◆ Short exercise
From the entries below, output as a JSON list of strings, one string per line, the part that opens with the line containing "of the brown" and closes with the line containing "(1266, 167)", including both of those lines. Leave out blank lines and any pictures.

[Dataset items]
==========
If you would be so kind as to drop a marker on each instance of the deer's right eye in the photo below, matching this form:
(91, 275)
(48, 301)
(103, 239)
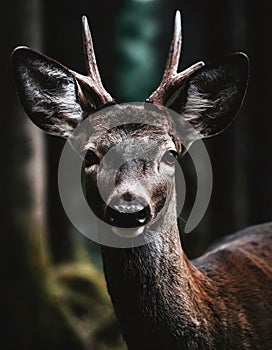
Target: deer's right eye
(91, 158)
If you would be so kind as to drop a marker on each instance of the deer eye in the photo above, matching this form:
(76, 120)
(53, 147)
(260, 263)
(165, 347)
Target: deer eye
(170, 157)
(91, 158)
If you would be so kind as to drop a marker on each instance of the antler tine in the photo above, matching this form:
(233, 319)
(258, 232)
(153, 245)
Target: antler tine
(171, 79)
(90, 59)
(175, 49)
(93, 80)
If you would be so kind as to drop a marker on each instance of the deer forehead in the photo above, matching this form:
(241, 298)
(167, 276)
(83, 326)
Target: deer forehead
(130, 129)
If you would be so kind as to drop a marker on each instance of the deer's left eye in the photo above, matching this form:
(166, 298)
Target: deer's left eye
(170, 157)
(91, 158)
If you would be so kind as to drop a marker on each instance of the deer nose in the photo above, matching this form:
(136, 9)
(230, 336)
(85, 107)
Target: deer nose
(128, 213)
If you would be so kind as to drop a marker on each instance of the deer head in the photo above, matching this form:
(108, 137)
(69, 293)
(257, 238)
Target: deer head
(58, 99)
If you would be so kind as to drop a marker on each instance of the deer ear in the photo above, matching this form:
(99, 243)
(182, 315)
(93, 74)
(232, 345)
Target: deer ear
(48, 91)
(211, 97)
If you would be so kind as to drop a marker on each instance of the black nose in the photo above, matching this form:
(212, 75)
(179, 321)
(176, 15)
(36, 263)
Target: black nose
(127, 213)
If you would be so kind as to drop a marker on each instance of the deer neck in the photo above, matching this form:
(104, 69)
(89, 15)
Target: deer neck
(158, 295)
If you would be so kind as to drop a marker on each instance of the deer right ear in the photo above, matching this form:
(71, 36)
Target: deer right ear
(49, 92)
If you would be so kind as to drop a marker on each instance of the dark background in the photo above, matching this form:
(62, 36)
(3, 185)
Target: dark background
(45, 266)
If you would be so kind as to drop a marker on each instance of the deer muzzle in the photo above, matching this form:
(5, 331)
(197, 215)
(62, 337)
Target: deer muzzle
(127, 214)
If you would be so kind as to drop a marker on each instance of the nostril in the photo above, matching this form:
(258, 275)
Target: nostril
(143, 215)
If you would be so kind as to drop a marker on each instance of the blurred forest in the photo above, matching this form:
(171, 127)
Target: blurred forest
(52, 290)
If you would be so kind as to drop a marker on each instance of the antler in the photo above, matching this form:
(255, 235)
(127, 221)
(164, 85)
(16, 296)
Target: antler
(93, 80)
(171, 79)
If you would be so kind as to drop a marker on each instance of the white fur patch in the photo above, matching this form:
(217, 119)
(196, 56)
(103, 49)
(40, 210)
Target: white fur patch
(128, 232)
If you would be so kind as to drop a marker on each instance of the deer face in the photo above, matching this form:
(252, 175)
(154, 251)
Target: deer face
(128, 169)
(130, 150)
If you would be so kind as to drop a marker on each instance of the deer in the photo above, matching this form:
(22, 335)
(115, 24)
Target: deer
(162, 300)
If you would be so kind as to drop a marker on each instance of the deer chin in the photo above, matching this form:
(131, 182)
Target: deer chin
(128, 232)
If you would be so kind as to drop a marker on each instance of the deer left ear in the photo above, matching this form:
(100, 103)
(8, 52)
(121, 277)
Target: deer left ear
(211, 97)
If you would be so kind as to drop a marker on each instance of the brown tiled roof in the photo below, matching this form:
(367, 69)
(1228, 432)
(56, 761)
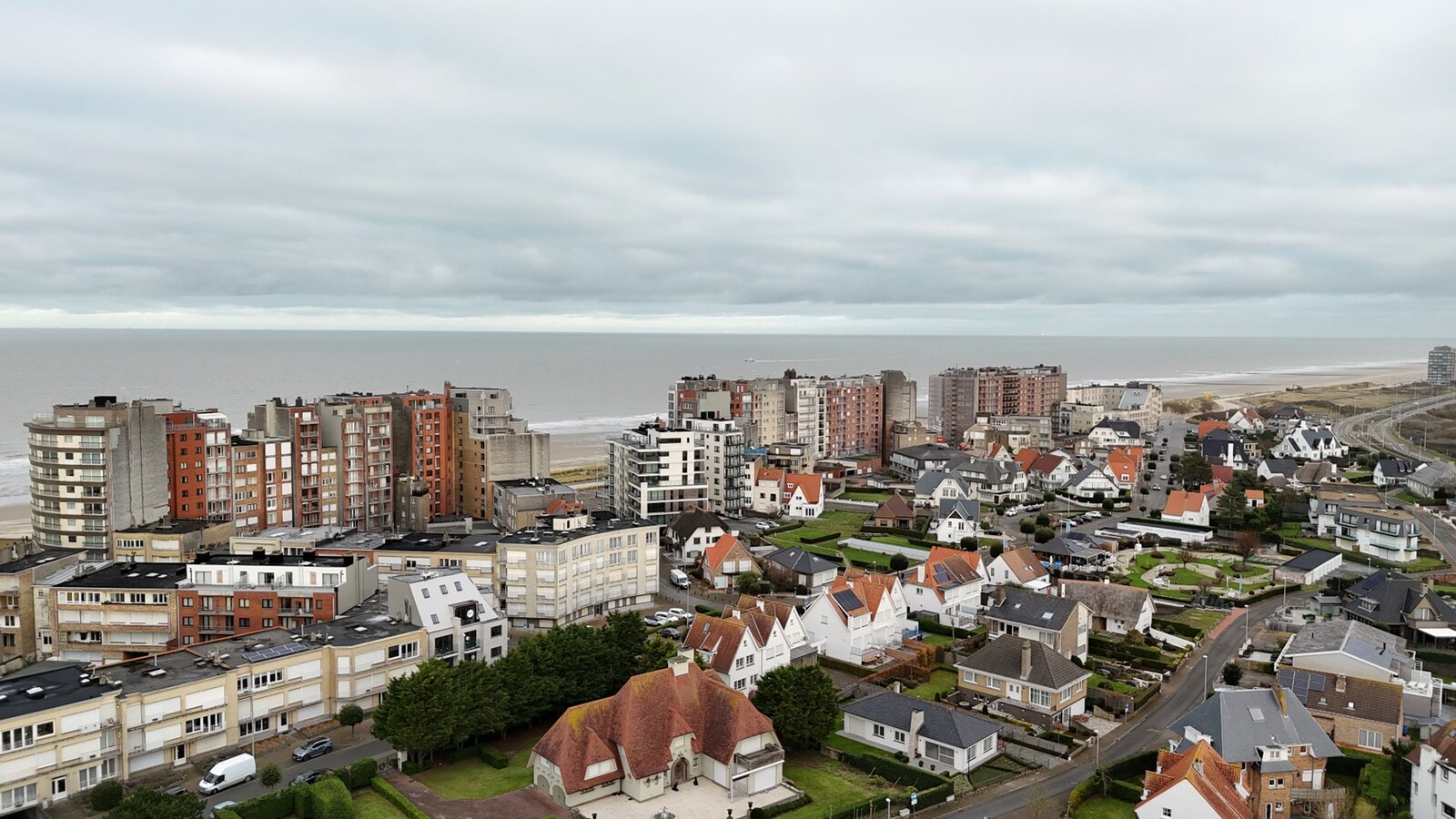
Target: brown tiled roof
(642, 719)
(1024, 564)
(1210, 775)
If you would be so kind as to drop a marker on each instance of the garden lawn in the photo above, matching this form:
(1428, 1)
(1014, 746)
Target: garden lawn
(369, 804)
(472, 778)
(834, 787)
(1103, 807)
(941, 682)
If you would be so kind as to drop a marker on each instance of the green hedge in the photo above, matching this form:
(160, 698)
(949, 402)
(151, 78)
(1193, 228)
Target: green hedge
(274, 804)
(892, 770)
(781, 807)
(390, 793)
(331, 799)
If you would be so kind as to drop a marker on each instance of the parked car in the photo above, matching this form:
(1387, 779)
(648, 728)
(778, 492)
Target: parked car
(312, 748)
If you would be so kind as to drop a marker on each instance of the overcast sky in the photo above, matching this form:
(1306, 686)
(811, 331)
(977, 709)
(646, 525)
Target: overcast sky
(1266, 167)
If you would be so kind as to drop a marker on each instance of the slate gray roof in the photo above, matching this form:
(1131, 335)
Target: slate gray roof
(968, 509)
(1353, 637)
(800, 561)
(1314, 559)
(1239, 722)
(957, 729)
(1002, 658)
(1387, 596)
(1028, 608)
(931, 480)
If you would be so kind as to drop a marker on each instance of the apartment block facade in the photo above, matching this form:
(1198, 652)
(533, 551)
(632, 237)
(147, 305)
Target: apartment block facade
(960, 394)
(577, 567)
(96, 468)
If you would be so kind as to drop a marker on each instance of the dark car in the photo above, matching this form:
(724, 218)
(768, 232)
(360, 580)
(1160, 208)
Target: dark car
(312, 748)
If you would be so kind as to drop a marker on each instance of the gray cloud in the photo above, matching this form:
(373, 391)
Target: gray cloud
(813, 167)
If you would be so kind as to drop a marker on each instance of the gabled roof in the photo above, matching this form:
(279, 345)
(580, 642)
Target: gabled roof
(1239, 722)
(1212, 778)
(695, 519)
(800, 561)
(1183, 501)
(1002, 658)
(943, 724)
(1360, 698)
(1030, 608)
(1023, 564)
(931, 481)
(727, 545)
(1108, 599)
(638, 723)
(813, 486)
(895, 508)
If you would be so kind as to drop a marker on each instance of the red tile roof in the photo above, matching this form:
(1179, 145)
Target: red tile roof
(644, 719)
(1213, 778)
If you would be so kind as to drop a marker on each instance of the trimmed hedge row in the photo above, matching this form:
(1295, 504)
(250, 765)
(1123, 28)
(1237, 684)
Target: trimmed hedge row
(392, 794)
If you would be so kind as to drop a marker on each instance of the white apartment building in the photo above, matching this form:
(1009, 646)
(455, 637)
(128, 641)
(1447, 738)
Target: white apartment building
(655, 472)
(725, 471)
(577, 566)
(96, 468)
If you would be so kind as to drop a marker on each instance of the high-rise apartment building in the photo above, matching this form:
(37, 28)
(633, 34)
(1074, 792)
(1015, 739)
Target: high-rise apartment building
(1441, 366)
(960, 394)
(655, 472)
(724, 467)
(264, 474)
(200, 465)
(491, 445)
(424, 446)
(96, 468)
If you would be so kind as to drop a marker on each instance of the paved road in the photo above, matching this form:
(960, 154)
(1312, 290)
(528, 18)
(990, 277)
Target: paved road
(1143, 732)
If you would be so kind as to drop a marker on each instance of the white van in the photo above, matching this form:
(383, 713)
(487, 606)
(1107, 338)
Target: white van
(235, 770)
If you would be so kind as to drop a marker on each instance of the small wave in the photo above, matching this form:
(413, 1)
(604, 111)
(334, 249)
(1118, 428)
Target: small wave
(594, 424)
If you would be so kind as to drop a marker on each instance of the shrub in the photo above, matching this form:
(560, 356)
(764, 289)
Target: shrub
(106, 794)
(390, 793)
(331, 799)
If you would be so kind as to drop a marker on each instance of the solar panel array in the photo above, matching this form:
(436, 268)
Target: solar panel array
(1300, 682)
(274, 652)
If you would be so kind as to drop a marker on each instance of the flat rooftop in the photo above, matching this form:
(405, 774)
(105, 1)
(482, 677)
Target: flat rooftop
(130, 576)
(51, 687)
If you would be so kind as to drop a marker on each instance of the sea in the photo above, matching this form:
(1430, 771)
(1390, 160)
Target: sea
(584, 387)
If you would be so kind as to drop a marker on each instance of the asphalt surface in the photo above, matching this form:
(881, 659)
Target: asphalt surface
(1147, 731)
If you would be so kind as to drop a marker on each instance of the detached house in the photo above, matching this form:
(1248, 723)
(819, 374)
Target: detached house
(1053, 622)
(1310, 443)
(725, 560)
(934, 487)
(664, 729)
(742, 647)
(1196, 783)
(1278, 745)
(1116, 610)
(858, 618)
(1026, 681)
(932, 734)
(948, 584)
(956, 519)
(1018, 567)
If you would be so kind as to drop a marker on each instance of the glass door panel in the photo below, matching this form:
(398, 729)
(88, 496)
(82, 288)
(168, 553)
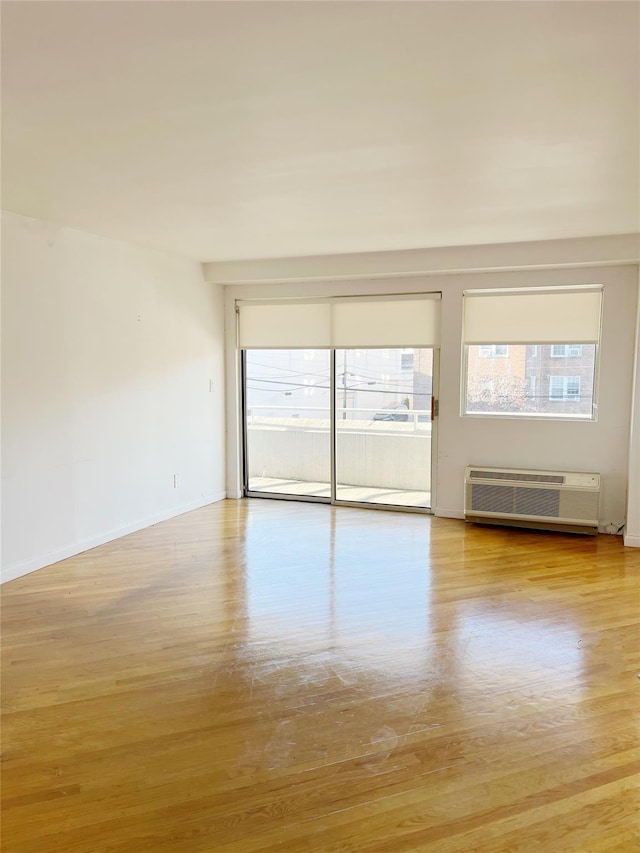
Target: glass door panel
(288, 422)
(383, 426)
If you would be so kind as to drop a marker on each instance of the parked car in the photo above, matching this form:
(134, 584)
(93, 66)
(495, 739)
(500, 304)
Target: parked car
(395, 413)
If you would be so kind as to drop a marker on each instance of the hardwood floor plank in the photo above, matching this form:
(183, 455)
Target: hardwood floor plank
(258, 676)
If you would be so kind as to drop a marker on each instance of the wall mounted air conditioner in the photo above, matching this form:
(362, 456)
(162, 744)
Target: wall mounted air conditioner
(544, 500)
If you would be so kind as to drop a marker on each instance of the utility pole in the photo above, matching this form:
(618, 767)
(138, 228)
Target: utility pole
(344, 388)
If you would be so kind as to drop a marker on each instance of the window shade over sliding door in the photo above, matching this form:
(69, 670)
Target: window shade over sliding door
(392, 322)
(533, 316)
(279, 325)
(365, 322)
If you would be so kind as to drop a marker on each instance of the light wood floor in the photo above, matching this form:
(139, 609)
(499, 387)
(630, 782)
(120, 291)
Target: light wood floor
(259, 676)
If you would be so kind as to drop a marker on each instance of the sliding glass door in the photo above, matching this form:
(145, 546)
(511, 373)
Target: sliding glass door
(375, 448)
(338, 394)
(288, 422)
(383, 426)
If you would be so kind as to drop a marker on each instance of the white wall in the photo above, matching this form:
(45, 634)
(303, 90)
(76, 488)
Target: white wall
(108, 355)
(632, 530)
(601, 446)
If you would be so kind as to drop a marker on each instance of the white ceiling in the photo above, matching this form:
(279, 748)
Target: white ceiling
(231, 130)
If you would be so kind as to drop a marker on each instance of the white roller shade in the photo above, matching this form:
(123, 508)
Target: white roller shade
(341, 322)
(386, 322)
(533, 317)
(285, 326)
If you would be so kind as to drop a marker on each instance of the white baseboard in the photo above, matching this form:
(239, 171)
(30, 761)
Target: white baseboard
(28, 566)
(443, 512)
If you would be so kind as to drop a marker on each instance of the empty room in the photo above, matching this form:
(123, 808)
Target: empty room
(320, 426)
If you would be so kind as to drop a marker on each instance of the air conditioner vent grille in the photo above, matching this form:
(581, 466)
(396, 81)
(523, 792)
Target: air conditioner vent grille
(515, 501)
(558, 498)
(519, 476)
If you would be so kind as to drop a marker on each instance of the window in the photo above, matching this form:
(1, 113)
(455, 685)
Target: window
==========
◆ Task result
[
  "If you would be so kind as to drop a marker on each instance of the brown tiled roof in the photo below, matching this form:",
  "(367, 69)",
  "(1228, 432)",
  "(56, 761)",
  "Target: brown tiled roof",
  "(642, 719)",
  "(1024, 564)",
  "(1210, 775)",
  "If you would be so kind as to drop a marker on each instance of the garden lawn in the photo above, matching this form:",
  "(1428, 1)",
  "(1014, 746)",
  "Target: garden lawn",
  "(369, 804)",
  "(472, 778)",
  "(834, 787)",
  "(1103, 807)",
  "(941, 682)",
  "If you would be so kind as to drop a marker on each instance of the green hedge in the photo above, matching this form:",
  "(160, 698)",
  "(949, 402)",
  "(151, 78)",
  "(1193, 228)",
  "Target: green hedge",
  "(274, 804)",
  "(892, 770)",
  "(781, 807)",
  "(390, 793)",
  "(331, 799)",
  "If you would be so kind as to drop a marker on each instance of the parked car in the photo above, matching this form:",
  "(1387, 779)",
  "(648, 728)",
  "(778, 492)",
  "Target: parked car",
  "(312, 748)",
  "If you would be so kind as to drop a marker on each instance of the overcast sky in the photo above, matching this form:",
  "(1306, 686)",
  "(811, 331)",
  "(977, 709)",
  "(646, 525)",
  "Target: overcast sky",
  "(1266, 167)"
]